▸ **What you need to do**:
Return only the final portion of the entries: the line with "Tag the white sea" and every line after it, each one exact.

START Records for the task

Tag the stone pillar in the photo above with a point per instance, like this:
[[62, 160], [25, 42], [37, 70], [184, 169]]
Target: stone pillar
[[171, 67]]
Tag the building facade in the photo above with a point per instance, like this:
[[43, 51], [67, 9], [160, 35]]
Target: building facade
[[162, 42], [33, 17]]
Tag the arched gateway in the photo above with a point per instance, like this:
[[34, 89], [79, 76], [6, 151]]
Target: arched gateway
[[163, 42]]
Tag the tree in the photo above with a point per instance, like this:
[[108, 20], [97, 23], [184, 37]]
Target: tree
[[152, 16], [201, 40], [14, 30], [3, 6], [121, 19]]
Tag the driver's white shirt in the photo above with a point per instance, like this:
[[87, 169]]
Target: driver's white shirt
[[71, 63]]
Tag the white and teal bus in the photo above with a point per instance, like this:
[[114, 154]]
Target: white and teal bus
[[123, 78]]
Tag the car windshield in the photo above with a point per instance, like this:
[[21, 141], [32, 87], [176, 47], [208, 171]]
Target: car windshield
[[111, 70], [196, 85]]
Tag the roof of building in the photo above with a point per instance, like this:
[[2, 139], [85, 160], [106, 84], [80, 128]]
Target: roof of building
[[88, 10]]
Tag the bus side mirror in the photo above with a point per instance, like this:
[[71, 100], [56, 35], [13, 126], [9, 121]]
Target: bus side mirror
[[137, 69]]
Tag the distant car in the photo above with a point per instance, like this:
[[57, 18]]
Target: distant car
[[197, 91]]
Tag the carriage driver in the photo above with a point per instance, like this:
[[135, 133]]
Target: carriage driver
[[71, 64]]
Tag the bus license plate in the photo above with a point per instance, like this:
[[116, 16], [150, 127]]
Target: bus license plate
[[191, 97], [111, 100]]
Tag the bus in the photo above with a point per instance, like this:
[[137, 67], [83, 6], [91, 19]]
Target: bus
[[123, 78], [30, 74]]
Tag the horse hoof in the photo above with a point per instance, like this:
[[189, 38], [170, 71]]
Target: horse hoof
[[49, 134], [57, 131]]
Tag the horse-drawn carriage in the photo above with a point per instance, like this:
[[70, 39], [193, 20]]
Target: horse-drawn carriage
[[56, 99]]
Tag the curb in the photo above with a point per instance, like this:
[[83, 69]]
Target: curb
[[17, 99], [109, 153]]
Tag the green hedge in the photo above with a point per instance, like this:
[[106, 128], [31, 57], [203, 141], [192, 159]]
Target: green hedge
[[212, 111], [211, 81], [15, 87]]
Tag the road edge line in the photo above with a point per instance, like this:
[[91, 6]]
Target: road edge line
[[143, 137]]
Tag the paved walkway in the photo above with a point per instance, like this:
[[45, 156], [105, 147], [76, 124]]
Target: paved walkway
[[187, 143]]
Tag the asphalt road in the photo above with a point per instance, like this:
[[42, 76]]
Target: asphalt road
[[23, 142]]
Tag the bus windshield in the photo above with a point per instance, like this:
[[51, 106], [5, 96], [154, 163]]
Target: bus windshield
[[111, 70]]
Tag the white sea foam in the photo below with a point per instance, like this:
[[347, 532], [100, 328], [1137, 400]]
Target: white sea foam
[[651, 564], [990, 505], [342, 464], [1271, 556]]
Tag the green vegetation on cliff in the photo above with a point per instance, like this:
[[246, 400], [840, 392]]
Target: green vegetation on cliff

END Records for the task

▸ **Result**:
Tag the white sea foam in the photo below with a point per instance, like this:
[[347, 532], [100, 328], [1137, 400]]
Target: white sea foam
[[651, 564], [990, 505], [342, 464], [1271, 556]]
Tag the green vegetation on cliff in the photo above with a point per instance, like this:
[[246, 400], [840, 392]]
Target: green vegetation on cliff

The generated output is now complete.